> **AUFGABEN**
(A) Gib aus dem Text über den 7. Oktober 2023 einen Abschnitt wortgetreu wieder: Beginne bei den Worten „Zivilisten - überwiegend“ und höre nach „Angriffen getötet wurden.“ auf.
(B) Setze den Text über den 7. Oktober 2023 nach seinem letzten Satz fort.

> **QUELLE**
┄┄┄┄┄┄┄┄┄┄┄┄┄┄┄┄┄┄┄┄

Geplanter Massenmord:Am 7. Oktober 2023, dem Geburtstag von Wladimir Putin, überquerten Tausende Hamas-Kämpfer die normalerweise gut gesicherte Grenze zwischen Gazastreifen und Israel und begannen, weitgehend ungehindert und systematisch israelische Zivilisten abzuschlachten. Es dauerte ewig, bis die israelische Armee den Betroffenen zu Hilfe 'eilte'. Für viele Menschen kam die Rettung zu spät.
Die staatliche Ordnung, das staatliche Gewaltmonopol waren laut Zeugnis von Augenzeugen nicht nur für Stunden, sondern teilweise für Tage aufgehoben. Eine Aufarbeitung dieses Totalausfalls hat bis heute nicht stattgefunden. Stattdessen führt man Krieg gegen die Hamas und legt dabei den Gazastreifen in Schutt und Asche, zerstört die Lebensgrundlagen und das Leben der Menschen.
Zivilisten - überwiegend Frauen und Kinder - hungern, werden erschossen, von Bomben und Granaten zerfetzt, lebendig verbrannt. Es gibt keine Sicherheit, keine Versorgung, nur Trauma, Vertreibung und Terror. Die Erfahrung der letzten Jahrzehnte hat gezeigt, dass man auf diese Weise nicht weniger Terror bekommt, sondern mehr. Laut einer Analyse, die mir neulich begegnet ist, sind 60 Prozent der heutigen Kämpfer die verwaisten Kinder von Eltern, die bei früheren israelischen Angriffen getötet wurden.
Obwohl ich gut 2, 3 Jahre zuvor zu dem Schluss gekommen war, dass die damalige Konstellation von Israel und Gaza allein, wenn sie nicht so schnell wie möglich aufgelöst wird, auf Dauer die Existenz Israels in Frage stellt, möglicherweise sogar akut bedroht, hab ich mit dieser Katastrophe genauso wenig gerechnet wie alle anderen. Ich glaubte gleich den anderen, dass der legendäre israelische Geheimdienst und die Armee die prekäre Grenze zu Gaza optimal bewacht. Das war nicht der Fall.

┄┄┄┄┄┄┄┄┄┄┄┄┄┄┄┄┄┄┄┄

> **MATERIAL**
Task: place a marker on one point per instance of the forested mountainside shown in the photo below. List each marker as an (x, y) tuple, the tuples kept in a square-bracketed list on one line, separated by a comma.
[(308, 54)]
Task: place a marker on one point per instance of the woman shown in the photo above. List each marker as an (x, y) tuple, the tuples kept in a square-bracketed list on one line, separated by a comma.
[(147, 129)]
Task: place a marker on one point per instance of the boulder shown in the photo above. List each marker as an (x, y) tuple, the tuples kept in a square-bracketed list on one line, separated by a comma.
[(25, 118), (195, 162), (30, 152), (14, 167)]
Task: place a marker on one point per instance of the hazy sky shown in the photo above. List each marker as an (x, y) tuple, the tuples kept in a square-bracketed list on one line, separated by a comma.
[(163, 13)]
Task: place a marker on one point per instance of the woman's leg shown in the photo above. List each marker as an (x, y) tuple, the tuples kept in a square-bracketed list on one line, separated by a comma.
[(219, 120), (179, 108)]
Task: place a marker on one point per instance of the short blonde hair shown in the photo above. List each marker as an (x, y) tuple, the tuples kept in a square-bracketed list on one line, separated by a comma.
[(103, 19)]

┄┄┄┄┄┄┄┄┄┄┄┄┄┄┄┄┄┄┄┄

> **LÖSUNGEN**
(A)
Zivilisten - überwiegend Frauen und Kinder - hungern, werden erschossen, von Bomben und Granaten zerfetzt, lebendig verbrannt. Es gibt keine Sicherheit, keine Versorgung, nur Trauma, Vertreibung und Terror. Die Erfahrung der letzten Jahrzehnte hat gezeigt, dass man auf diese Weise nicht weniger Terror bekommt, sondern mehr. Laut einer Analyse, die mir neulich begegnet ist, sind 60 Prozent der heutigen Kämpfer die verwaisten Kinder von Eltern, die bei früheren israelischen Angriffen getötet wurden.

(B)
Reaktionen:
Die Reaktionen der israelischen Regierung und der Weltöffentlichkeit haben anders als die Schrecken des 7. Oktobers nicht wirklich überrascht. Doch sind sie deshalb rational und angemessen?
Die amerikanische Regierung, genau wie die deutsche haben anschließend formelhaft das Selbstverteidigungs- Recht Israels betont und es der Regierung dort überlassen, wie sie dieses Recht interpretiert. Bedenken kamen zaghaft und spät.
Aber halt mal: Das geht uns alle an. Denn wenn im Nahen Osten etwas schief geht, bekommen wir das alle zu spüren.
Es ist nicht egal, wie Israel sein Selbstverteidigungs-Recht ausübt. Es ist nicht egal, wie die Rolle von Gaza, der Hamas und der Zivilbevölkerung dort definiert werden. Es ist nicht egal, welche Rolle Israel spielt. Und es ist nicht egal, was nationales und internationales Recht zu sagen haben.
Ausgangslage:
Israel hat vor 2005 sowohl Zivilisten als auch Militär aus dem Gazastreifen zurück gezogen. Aber es hat die volle Kontrolle über die Grenzen, das Wasser, die wirtschaftliche Entwicklung, die Versorgung der Bevölkerung und die Arbeitsmöglichkeiten der Menschen dort. Das heißt, die Besatzung besteht faktisch fort.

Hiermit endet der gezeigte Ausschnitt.